EXERCISE AIM:
Quote exactly, and only, the lines of the material below from the line with "x=247 y=176" through the line with "Practice. Place a marker on each instance of the ceiling".
-*-*-
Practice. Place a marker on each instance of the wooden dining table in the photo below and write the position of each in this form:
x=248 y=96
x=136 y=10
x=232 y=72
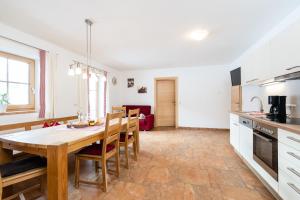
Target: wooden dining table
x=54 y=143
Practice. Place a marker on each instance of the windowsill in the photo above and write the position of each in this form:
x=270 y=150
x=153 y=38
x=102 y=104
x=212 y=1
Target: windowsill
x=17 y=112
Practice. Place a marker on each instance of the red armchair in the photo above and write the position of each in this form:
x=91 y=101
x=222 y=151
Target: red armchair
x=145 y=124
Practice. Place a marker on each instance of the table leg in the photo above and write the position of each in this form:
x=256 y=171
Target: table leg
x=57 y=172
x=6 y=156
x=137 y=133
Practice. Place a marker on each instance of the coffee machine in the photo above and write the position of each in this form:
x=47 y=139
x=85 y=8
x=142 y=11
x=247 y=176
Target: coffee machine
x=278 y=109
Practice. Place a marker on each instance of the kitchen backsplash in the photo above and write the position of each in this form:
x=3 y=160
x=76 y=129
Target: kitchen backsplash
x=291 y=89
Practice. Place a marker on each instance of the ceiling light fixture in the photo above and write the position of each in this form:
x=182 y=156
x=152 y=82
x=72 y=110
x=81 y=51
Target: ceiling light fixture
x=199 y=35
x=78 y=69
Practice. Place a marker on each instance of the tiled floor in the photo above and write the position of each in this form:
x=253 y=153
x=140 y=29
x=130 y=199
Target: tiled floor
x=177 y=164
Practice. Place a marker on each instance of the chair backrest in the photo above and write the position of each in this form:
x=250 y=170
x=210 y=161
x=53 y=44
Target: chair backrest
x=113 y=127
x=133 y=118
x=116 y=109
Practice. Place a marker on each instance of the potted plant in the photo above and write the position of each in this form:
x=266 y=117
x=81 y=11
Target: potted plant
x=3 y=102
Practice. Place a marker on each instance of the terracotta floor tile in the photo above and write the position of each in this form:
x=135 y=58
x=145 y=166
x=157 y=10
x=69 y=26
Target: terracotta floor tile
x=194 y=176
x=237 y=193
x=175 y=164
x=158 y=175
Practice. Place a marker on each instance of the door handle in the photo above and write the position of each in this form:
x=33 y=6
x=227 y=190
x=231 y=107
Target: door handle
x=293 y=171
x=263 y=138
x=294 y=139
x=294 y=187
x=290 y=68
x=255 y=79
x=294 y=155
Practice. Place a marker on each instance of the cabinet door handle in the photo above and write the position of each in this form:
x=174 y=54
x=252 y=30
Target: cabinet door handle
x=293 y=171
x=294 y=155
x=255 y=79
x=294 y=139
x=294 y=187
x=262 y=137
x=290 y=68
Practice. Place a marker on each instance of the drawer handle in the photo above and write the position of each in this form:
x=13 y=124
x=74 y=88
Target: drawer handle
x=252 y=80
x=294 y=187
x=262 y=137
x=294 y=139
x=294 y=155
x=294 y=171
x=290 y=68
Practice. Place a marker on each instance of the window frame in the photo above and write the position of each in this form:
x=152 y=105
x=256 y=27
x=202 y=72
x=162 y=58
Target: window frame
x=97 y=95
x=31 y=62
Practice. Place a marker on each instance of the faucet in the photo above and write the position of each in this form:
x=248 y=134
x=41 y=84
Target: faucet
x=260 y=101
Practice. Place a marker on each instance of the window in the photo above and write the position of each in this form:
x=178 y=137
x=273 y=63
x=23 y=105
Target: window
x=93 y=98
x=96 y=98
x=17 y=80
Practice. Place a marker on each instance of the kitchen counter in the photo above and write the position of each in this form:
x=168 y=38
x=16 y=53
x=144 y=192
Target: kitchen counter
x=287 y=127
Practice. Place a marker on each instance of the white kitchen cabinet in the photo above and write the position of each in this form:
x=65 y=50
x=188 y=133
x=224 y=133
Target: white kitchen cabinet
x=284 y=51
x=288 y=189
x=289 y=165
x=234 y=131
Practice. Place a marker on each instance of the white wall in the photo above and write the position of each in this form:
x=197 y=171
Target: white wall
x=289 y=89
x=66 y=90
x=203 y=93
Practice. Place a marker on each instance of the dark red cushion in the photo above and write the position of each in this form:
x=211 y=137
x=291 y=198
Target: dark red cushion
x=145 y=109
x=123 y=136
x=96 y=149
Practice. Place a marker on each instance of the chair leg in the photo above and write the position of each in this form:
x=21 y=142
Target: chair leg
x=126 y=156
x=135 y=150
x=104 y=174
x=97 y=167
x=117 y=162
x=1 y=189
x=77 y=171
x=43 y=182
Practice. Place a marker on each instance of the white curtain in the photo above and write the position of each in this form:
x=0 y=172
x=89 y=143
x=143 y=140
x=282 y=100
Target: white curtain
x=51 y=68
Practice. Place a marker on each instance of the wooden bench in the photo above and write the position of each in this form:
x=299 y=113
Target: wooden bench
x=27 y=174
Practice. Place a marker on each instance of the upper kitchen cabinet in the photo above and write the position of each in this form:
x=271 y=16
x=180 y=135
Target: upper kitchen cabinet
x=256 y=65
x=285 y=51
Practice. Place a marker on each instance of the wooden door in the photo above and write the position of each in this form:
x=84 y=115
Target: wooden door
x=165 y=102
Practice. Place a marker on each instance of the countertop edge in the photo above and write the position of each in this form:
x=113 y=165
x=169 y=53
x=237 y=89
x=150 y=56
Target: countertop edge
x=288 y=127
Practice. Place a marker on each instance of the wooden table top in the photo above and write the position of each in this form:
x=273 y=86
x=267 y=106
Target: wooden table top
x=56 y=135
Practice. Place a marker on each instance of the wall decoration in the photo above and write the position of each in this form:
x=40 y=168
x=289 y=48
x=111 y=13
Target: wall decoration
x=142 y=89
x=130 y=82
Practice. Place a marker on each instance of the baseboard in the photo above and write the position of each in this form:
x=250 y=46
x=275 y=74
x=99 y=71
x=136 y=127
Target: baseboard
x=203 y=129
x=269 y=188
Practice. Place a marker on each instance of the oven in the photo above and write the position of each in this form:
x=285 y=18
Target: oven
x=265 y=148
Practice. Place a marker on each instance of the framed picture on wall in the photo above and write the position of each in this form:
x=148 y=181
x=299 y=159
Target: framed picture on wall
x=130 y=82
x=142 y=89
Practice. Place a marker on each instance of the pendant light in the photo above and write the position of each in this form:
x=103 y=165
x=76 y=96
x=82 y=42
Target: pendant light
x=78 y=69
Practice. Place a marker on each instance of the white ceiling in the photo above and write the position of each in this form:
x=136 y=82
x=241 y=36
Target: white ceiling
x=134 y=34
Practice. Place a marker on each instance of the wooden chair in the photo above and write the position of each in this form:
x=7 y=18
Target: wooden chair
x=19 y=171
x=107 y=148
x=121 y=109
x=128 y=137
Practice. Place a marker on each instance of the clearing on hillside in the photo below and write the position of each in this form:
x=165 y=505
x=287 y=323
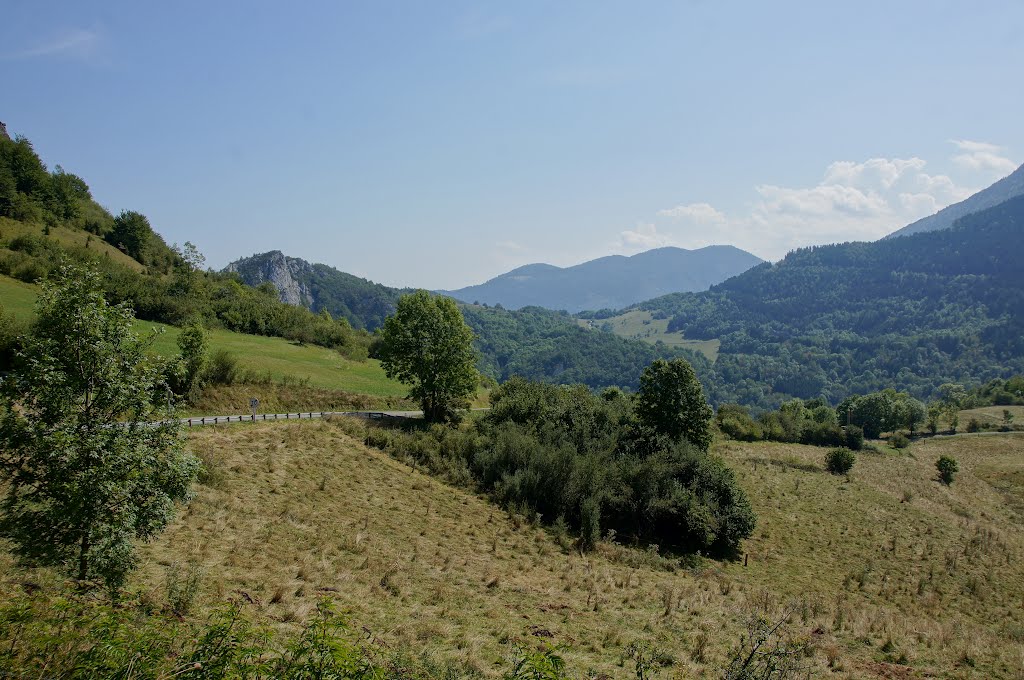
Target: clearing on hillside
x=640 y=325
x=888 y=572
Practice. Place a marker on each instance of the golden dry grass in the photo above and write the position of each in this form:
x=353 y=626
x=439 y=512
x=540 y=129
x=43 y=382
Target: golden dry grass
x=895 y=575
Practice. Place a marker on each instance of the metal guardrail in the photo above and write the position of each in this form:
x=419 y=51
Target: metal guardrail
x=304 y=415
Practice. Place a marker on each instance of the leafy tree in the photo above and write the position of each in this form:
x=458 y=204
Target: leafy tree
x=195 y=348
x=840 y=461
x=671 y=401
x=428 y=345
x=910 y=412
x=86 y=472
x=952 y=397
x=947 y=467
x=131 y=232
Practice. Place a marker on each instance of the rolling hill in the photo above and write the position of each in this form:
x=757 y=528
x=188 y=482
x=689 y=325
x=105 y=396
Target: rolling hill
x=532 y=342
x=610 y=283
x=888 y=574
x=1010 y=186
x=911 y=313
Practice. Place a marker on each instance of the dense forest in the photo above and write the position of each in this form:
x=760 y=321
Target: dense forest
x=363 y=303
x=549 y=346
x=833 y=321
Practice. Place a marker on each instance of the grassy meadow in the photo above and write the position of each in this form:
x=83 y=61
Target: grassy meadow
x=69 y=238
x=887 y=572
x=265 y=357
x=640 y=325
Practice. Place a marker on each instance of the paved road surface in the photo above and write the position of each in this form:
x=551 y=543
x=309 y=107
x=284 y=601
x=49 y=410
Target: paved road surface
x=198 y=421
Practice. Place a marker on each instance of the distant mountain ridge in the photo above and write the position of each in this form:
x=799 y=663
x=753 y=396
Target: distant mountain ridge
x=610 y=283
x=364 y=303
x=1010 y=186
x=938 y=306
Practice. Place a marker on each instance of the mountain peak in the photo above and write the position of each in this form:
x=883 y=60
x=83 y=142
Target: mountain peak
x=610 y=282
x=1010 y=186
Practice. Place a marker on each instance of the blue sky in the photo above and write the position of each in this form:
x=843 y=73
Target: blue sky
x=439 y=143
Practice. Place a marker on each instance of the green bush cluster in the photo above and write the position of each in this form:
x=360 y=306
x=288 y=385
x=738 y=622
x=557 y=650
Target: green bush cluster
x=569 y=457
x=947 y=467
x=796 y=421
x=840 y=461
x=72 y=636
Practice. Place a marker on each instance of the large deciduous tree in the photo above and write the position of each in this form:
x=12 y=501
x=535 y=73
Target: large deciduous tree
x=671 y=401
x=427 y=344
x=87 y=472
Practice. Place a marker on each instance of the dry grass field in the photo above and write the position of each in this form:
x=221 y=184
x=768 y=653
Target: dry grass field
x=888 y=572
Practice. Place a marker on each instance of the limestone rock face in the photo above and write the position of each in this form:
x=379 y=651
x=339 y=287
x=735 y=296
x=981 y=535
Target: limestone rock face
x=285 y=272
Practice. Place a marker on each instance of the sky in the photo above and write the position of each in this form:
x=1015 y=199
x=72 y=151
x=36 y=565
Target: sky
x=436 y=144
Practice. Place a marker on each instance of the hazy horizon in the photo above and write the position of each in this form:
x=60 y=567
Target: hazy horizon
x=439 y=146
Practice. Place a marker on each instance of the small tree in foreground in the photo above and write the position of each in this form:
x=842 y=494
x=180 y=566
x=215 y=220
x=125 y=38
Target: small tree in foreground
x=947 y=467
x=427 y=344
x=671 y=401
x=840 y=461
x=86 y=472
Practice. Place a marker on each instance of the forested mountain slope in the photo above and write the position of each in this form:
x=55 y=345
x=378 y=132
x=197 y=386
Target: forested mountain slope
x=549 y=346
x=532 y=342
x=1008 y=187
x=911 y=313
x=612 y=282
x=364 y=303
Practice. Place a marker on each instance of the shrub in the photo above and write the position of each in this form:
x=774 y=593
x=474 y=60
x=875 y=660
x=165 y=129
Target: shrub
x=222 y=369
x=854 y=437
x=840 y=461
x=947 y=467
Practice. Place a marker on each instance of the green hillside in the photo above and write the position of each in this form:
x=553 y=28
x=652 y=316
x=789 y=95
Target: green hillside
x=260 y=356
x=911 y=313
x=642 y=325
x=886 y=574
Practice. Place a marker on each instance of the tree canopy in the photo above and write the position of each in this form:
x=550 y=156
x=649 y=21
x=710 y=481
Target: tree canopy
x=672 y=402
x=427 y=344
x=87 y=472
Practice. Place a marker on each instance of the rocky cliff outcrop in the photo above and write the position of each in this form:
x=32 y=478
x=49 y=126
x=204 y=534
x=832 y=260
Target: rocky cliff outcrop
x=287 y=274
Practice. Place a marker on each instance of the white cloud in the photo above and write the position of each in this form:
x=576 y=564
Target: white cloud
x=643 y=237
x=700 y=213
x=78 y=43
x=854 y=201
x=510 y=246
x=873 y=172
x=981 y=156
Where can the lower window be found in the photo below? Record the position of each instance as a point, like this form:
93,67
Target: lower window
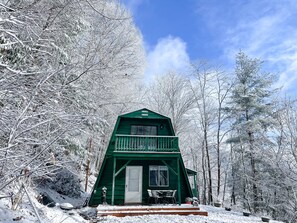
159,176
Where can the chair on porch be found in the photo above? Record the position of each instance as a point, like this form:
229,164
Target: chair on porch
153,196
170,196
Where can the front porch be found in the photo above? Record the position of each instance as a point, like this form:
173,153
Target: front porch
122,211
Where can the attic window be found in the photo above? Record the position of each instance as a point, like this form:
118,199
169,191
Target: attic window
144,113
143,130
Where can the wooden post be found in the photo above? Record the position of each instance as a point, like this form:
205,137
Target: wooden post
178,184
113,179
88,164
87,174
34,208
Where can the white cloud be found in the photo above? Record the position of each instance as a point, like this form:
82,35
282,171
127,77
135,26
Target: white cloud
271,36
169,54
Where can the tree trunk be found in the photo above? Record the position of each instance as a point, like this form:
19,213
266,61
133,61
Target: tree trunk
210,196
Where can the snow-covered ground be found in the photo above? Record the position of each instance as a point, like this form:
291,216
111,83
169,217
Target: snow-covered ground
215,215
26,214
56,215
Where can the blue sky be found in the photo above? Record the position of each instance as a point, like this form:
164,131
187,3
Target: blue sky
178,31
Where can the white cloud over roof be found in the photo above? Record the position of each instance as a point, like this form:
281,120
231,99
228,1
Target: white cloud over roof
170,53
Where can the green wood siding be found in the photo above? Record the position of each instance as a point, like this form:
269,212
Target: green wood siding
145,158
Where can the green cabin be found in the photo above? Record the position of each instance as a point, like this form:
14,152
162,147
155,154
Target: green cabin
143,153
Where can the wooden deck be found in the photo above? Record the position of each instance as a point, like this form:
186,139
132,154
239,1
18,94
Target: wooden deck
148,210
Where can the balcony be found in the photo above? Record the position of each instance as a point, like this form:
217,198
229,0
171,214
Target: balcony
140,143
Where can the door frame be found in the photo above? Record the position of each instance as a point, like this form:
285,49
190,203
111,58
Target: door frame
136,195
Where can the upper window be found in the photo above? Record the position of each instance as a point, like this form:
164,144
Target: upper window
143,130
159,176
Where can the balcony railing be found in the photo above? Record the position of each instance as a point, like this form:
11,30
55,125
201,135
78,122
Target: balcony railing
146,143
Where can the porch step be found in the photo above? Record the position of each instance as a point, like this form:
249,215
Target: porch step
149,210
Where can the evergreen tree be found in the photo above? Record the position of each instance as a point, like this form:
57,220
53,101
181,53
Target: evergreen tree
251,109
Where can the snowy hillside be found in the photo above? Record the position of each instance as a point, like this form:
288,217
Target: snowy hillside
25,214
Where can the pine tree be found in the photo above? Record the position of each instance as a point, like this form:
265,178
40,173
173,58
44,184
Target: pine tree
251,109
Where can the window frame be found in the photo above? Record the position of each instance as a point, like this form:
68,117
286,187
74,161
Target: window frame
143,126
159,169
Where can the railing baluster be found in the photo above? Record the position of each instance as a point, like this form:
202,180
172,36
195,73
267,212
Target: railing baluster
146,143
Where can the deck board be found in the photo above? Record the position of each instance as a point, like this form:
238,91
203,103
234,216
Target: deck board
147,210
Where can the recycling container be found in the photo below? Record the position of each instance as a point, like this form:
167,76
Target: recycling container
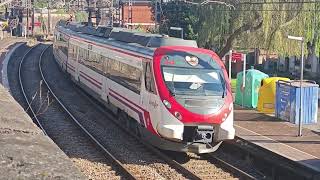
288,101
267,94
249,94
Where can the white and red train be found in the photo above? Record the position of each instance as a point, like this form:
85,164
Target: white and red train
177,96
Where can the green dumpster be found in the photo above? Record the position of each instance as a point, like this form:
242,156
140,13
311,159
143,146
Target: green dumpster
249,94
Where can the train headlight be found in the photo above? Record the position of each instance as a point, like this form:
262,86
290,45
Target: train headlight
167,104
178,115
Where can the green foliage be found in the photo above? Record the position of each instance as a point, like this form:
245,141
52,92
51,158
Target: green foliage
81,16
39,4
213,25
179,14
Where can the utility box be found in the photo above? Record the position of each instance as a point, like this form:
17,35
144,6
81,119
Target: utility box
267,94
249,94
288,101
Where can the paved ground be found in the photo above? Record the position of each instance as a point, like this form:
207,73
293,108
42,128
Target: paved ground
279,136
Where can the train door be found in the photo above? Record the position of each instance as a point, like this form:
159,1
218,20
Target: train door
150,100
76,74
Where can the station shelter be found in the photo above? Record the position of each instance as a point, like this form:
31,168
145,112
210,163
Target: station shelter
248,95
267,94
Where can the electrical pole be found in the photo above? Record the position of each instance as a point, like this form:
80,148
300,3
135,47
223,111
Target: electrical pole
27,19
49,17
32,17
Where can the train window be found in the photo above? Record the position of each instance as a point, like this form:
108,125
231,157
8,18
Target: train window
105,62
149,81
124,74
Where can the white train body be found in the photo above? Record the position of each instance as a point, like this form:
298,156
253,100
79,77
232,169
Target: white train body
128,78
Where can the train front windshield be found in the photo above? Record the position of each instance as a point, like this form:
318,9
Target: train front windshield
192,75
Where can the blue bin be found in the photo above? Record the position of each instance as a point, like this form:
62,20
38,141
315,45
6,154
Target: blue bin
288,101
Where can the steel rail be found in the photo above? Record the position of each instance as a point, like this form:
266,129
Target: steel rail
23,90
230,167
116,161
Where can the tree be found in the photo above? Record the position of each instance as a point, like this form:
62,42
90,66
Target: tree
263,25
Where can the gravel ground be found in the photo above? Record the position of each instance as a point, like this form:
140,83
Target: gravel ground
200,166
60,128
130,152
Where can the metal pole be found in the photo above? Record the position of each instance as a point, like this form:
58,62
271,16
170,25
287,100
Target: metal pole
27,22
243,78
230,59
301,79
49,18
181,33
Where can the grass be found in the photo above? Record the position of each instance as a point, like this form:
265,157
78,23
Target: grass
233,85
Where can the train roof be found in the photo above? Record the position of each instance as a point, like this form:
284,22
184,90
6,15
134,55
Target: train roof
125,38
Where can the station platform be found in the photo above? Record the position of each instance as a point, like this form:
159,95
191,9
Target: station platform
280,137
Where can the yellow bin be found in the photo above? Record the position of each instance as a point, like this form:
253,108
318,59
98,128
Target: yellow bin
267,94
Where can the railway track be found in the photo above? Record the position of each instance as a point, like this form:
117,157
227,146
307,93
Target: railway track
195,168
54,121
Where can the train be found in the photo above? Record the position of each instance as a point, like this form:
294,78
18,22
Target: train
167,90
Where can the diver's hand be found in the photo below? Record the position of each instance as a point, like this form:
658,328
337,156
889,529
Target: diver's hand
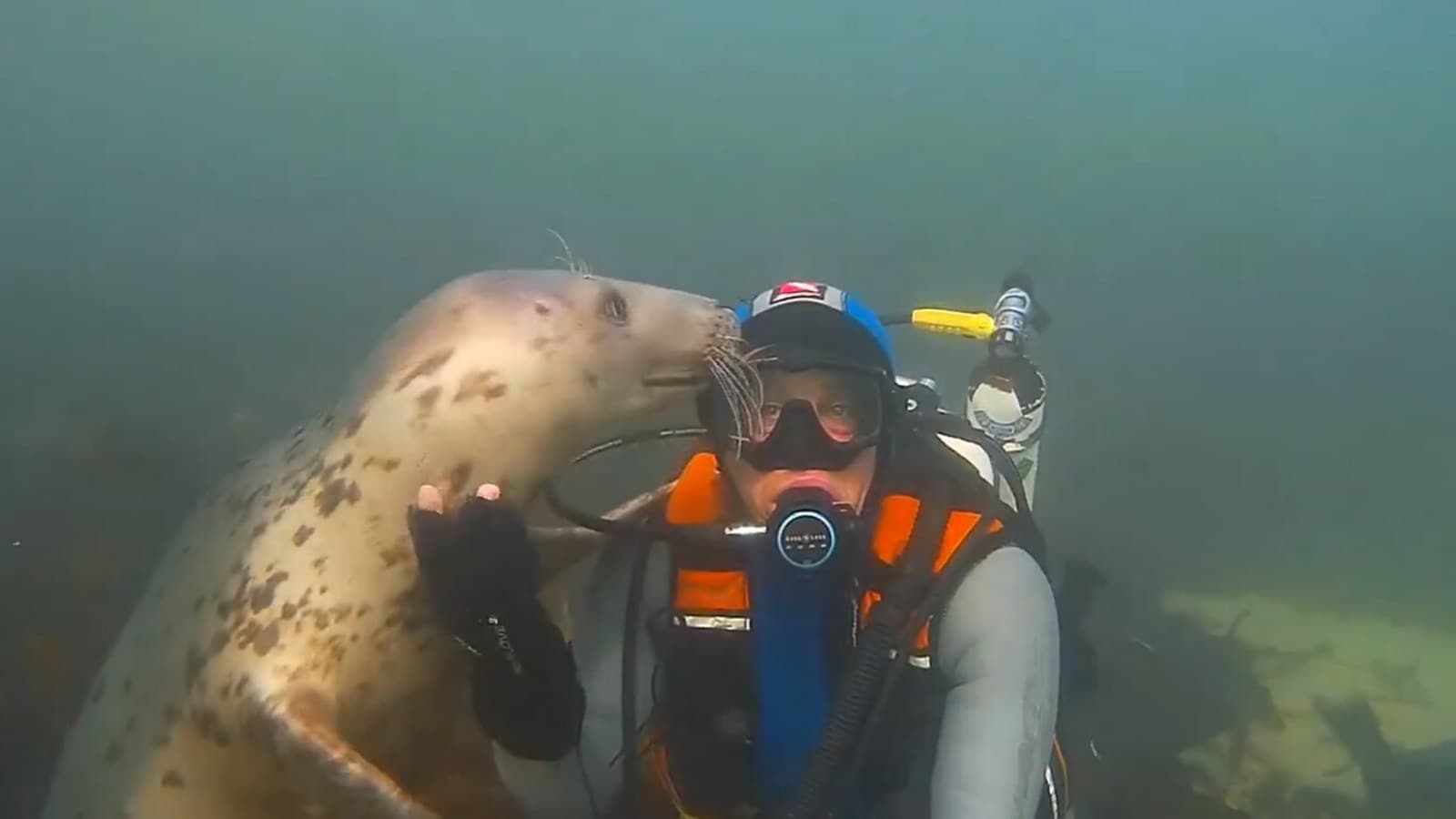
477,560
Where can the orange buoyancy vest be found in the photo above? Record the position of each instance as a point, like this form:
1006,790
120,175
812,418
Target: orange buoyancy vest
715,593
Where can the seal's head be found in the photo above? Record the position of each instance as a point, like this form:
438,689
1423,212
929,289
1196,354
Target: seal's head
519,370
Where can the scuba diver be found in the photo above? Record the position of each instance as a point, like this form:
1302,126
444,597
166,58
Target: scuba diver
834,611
-*-*-
EXPECTED ANSWER:
x=247 y=176
Target: coffee machine
x=278 y=109
Practice. Place a marker on each instance of the kitchen backsplash in the photo above and write the position of each in this form:
x=3 y=160
x=76 y=129
Target: kitchen backsplash
x=291 y=89
Practice. Place a marker on each instance of the ceiling light fixture in the photo above and write the position of each in this form:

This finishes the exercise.